==== SUPPLIED RECORDS
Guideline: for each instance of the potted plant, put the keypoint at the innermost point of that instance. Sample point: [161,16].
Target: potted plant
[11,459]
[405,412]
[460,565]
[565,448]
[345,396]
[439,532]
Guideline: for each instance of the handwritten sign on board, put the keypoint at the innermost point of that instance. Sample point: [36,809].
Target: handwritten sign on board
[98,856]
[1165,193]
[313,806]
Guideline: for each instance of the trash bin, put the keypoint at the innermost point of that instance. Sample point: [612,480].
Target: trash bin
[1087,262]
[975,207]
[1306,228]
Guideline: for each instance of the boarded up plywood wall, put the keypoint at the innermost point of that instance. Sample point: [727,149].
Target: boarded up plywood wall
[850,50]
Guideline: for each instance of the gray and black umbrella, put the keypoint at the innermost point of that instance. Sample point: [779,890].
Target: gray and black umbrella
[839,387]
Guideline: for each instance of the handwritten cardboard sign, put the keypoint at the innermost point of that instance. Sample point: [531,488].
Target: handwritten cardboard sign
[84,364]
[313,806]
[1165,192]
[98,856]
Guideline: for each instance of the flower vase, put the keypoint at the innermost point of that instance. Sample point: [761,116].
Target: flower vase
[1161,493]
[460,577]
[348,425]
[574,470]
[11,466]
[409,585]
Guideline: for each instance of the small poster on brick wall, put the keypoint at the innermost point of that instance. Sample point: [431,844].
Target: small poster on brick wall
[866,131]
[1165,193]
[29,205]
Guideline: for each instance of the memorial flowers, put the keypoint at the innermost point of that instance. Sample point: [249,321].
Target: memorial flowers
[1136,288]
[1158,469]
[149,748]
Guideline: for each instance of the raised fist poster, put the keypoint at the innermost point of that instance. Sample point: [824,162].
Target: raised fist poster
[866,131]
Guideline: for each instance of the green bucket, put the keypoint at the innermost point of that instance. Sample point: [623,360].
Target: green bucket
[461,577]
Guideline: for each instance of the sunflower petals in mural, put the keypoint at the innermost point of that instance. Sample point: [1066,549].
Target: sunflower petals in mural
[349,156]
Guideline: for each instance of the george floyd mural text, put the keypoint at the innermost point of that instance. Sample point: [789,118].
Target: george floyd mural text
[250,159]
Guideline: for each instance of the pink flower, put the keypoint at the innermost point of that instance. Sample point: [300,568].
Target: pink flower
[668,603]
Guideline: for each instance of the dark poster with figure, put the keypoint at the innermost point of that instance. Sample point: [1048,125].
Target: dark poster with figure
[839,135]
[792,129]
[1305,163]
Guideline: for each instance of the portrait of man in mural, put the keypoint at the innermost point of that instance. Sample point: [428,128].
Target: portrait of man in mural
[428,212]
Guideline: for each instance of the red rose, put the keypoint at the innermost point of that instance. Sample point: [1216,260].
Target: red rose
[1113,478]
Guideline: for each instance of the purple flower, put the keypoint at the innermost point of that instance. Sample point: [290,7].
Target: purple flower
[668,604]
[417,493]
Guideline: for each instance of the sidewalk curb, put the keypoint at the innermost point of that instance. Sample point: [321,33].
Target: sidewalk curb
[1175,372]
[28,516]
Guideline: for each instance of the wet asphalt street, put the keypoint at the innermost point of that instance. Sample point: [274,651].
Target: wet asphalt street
========
REQUIREMENT: Begin with the line containing "Guideline: for each instance of the red" and repeat each line exactly until the records above end.

FINISHED EXERCISE:
Guideline: for each instance of the red rose, put the keypoint at the innermost point of that instance. Sample point: [1216,260].
Target: red rose
[1113,478]
Guideline: for each instance of the purple flower, put the keypoint at the innermost point of that instance. Sample point: [290,7].
Target: purple flower
[668,604]
[417,493]
Guideline: for each instance of the sidewalk curb, put the keypoint at the innermost point of that instance. Sample point: [321,33].
Target: sidewalk curb
[1175,372]
[28,516]
Guideline: for each instance of the wet asphalt street, put the keypoint at the innermost point of that instance. Sample point: [274,651].
Target: wet asphalt street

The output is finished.